(Beginning of PAGE EXTRACT)
After being ruled for 80 years by a gene-centric form of Darwinism, the biological sciences might be at the dawn of a new age of Lamarckism. You do not believe me (one who sides with the developmental systems thinking of Susan Oyama and Richard Lewontin)? Well check out what a study conducted at Emory University School of Medicine, and published in the journal of Nature Neuroscience, found:

[Researchers] trained mice to fear the smell of cherry blossom using electric shocks before allowing them to breed.
The offspring produced showed fearful responses to the odour of cherry blossom compared to a neutral odour, despite never having encountered them before.
The following generation also showed the same behaviour. This effect continued even if the mice had been fathered through artificial insemination.
The researchers found the brains of the trained mice and their offspring showed structural changes in areas used to detect the odour.
This is not Darwinism; this is as close to Lamarck as science can get. Lamarck, if you remember, believed that the living experiences of a parent could be passed down to his/her offspring. The idea was only allowed a home in cultural evolution, and banned from anywhere near biological evolution. But combine these striking findings at Emory University School of Medicine with those recently appearing in the emerging field of epigenetics, and you are pretty much looking at the next era of evolutionary biology, an era that will find the thinking of Susan Oyama more useful than that of Richard Dawkins and his science fictional survival robots.

Also, these findings may actually do a number on the whole mind modules thing that's pushed by the leading proponents of evolutionary psychology.
(End of PAGE EXTRACT)
(Beginning of ENTRIES SHOWN)
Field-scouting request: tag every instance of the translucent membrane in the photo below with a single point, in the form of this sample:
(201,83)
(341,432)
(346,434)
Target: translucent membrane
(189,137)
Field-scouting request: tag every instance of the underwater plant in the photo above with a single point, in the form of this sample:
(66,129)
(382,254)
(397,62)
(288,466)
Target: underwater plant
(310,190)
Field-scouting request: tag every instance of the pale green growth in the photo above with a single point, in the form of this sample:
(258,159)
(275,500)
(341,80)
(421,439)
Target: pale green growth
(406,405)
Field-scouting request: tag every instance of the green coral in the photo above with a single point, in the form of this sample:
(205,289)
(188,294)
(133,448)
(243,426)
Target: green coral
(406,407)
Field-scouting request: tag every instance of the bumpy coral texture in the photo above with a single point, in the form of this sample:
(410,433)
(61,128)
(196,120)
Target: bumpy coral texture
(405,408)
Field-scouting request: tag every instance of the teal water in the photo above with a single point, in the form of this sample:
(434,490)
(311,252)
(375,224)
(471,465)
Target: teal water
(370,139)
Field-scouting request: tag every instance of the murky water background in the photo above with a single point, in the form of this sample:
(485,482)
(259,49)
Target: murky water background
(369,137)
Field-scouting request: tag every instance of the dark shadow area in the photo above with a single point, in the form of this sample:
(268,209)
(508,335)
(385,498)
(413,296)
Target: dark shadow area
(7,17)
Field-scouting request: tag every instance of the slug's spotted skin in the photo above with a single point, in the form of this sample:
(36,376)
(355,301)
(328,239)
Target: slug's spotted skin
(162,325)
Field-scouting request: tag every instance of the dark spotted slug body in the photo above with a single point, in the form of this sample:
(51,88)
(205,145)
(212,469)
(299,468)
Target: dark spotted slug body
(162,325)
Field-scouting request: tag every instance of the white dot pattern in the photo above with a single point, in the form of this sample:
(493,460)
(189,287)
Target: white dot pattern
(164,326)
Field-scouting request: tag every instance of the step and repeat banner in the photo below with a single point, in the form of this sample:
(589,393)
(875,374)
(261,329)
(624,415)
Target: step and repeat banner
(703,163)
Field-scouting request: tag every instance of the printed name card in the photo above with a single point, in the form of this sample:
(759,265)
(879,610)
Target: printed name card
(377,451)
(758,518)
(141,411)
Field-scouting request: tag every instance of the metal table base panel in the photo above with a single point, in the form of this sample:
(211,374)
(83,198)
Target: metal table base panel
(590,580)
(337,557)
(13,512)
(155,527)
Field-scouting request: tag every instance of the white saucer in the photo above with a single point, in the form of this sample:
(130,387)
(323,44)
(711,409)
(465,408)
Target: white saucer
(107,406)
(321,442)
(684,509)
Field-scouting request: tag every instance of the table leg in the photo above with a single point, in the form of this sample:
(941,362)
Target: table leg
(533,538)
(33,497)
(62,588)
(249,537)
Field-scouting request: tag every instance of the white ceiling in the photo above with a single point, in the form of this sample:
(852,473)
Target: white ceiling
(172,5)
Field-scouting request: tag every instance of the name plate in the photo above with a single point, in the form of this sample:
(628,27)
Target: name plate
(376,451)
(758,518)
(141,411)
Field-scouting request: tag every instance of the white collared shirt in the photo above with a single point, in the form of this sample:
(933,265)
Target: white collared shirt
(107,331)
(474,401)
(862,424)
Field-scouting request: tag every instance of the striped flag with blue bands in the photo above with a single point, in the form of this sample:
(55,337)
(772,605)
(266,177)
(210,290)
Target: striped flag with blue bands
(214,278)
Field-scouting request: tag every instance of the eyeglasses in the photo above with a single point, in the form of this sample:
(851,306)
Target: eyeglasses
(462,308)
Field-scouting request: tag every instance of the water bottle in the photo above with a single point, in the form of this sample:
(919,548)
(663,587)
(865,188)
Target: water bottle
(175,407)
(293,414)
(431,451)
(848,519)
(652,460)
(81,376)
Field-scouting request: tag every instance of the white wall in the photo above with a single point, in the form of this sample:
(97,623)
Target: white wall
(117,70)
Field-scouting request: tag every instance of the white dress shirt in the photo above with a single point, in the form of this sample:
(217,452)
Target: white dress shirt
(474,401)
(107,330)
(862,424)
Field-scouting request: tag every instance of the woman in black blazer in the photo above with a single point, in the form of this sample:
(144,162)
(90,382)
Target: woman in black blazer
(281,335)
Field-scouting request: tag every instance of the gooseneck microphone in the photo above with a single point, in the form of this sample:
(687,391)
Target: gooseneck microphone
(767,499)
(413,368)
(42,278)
(End of ENTRIES SHOWN)
**WORK TO BE COMPLETED:**
Transcribe part of the Lamarckism passage, beginning at the words "The researchers found" and stopping after "fictional survival robots.". The records aren't needed for any task here.

**REPLY:**
The researchers found the brains of the trained mice and their offspring showed structural changes in areas used to detect the odour.
This is not Darwinism; this is as close to Lamarck as science can get. Lamarck, if you remember, believed that the living experiences of a parent could be passed down to his/her offspring. The idea was only allowed a home in cultural evolution, and banned from anywhere near biological evolution. But combine these striking findings at Emory University School of Medicine with those recently appearing in the emerging field of epigenetics, and you are pretty much looking at the next era of evolutionary biology, an era that will find the thinking of Susan Oyama more useful than that of Richard Dawkins and his science fictional survival robots.